_SHORT TASK_
Extract every line below that contains the string "tarmac" and copy each matching line in full. Matching is case-sensitive.

_EXTRACTED DATA_
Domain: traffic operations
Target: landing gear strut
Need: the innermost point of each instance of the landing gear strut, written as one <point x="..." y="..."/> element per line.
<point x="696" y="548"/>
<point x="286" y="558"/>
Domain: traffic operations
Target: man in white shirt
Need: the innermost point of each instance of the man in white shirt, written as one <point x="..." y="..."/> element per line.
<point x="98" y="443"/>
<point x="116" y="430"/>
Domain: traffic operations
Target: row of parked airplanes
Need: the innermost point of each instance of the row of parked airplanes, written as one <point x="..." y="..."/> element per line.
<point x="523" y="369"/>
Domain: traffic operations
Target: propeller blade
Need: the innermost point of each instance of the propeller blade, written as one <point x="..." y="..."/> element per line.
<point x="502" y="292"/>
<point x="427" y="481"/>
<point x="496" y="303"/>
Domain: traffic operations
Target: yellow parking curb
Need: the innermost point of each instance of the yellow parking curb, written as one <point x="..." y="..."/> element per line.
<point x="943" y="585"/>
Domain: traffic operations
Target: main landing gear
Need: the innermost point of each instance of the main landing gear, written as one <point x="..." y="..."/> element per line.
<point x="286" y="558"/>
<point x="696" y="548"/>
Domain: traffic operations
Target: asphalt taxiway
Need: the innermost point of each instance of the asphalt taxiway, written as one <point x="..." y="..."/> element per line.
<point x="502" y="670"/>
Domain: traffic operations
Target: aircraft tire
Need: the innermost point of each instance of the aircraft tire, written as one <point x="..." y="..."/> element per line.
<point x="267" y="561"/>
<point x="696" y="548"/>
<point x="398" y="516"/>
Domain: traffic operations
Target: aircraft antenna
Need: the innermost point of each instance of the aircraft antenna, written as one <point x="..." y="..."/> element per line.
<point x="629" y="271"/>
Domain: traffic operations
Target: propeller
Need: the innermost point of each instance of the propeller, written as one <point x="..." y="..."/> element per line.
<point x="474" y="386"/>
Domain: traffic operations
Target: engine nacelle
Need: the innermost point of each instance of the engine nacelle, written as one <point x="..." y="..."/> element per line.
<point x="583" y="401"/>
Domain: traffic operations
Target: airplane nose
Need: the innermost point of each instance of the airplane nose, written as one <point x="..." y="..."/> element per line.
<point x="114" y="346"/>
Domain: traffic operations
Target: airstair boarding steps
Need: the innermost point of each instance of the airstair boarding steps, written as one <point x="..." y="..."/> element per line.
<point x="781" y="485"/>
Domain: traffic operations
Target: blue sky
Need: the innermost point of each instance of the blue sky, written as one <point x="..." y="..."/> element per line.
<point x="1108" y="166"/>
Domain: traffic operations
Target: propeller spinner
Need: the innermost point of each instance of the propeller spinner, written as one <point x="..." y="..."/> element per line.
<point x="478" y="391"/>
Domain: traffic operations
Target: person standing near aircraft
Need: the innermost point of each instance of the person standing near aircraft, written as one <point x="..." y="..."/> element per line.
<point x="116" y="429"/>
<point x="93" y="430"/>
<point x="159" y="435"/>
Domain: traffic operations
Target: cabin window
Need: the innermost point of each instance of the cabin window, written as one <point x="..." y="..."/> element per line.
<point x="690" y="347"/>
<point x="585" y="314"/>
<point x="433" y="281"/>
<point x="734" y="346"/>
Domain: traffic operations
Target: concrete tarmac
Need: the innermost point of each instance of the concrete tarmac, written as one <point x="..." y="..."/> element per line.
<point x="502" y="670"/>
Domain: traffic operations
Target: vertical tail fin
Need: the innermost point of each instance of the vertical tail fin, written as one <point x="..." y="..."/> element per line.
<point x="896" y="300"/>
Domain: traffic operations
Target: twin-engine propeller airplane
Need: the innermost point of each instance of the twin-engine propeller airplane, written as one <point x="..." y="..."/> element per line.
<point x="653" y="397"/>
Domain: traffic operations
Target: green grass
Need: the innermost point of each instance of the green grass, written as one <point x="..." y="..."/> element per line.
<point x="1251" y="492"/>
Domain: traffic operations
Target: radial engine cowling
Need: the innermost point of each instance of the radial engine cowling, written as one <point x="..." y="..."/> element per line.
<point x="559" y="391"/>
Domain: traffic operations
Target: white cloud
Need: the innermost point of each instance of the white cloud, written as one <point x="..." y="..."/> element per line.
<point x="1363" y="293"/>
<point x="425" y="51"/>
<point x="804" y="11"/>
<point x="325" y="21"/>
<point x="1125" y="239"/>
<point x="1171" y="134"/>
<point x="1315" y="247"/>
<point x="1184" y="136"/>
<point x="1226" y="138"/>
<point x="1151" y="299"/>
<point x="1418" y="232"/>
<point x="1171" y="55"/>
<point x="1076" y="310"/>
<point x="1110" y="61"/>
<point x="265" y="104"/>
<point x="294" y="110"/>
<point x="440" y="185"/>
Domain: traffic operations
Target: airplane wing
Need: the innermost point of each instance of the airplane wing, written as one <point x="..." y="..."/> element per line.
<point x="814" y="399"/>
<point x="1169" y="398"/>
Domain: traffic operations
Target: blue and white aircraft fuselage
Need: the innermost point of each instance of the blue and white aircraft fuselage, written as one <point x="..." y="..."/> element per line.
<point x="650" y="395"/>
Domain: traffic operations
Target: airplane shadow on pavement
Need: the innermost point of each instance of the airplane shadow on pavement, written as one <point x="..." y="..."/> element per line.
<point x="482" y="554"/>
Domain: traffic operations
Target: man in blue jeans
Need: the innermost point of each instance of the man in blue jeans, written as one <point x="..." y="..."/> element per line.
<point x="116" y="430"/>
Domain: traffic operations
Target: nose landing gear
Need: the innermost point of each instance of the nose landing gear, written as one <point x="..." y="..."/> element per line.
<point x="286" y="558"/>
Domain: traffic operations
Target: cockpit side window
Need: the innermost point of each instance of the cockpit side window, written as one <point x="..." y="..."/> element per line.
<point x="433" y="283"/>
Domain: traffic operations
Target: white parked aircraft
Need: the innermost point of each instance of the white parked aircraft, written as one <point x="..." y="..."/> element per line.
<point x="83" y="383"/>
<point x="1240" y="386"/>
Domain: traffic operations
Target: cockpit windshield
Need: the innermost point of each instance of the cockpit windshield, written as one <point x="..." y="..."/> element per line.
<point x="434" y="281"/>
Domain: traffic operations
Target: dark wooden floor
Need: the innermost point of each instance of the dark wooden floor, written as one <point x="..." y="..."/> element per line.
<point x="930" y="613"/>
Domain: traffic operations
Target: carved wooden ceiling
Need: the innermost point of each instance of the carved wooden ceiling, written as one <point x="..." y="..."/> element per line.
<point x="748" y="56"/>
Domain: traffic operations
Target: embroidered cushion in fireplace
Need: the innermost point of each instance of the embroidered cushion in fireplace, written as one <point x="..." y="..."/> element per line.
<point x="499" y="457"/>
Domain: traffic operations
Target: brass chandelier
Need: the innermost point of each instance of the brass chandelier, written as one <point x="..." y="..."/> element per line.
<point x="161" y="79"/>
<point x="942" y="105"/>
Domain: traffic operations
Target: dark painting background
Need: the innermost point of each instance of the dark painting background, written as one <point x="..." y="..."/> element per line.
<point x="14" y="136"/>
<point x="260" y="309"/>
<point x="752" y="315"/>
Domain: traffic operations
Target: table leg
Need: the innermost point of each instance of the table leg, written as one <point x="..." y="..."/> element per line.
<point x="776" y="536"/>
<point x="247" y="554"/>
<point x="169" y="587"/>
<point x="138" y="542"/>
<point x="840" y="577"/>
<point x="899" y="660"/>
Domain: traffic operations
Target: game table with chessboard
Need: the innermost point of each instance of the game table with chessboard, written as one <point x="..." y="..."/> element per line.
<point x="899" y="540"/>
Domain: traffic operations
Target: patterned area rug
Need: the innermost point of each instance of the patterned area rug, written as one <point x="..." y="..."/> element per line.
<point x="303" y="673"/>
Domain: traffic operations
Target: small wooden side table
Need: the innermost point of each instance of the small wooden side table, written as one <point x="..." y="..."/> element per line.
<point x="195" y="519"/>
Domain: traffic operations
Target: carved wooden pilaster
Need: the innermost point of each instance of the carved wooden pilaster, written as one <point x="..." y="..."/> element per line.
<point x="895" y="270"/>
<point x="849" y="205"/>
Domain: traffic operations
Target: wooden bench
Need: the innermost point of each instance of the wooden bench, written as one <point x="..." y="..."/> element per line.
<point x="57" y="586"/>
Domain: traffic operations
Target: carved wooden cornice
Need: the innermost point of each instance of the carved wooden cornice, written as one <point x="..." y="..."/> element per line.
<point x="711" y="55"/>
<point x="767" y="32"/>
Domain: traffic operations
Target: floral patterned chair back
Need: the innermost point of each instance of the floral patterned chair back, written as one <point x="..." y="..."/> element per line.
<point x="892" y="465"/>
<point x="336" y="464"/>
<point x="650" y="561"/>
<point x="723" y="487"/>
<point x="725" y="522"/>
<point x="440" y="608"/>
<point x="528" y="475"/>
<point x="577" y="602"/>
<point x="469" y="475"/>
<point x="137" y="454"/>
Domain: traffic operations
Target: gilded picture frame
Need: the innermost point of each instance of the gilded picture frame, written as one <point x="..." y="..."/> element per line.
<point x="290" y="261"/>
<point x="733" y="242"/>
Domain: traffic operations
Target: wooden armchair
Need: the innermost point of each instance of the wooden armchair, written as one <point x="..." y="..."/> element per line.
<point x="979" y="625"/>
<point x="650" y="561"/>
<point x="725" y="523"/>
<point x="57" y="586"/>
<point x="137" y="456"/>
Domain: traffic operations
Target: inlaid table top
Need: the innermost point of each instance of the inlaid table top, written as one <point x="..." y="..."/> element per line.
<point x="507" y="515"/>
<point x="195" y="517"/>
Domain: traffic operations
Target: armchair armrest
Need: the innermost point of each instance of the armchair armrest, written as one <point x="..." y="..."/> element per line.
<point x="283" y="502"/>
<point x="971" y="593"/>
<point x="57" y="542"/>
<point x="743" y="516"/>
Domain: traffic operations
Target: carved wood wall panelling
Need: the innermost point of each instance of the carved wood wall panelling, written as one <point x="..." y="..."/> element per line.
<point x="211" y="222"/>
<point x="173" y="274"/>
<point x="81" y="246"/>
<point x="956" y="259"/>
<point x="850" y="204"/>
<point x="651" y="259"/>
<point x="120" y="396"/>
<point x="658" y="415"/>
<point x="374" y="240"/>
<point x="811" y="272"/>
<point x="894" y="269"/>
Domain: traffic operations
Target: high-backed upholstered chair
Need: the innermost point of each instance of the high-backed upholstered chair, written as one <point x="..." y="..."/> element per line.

_RESULT_
Target: concrete tarmac
Need: the innermost point of each instance of the concrete tarmac, written as one <point x="..." y="..."/> element per line.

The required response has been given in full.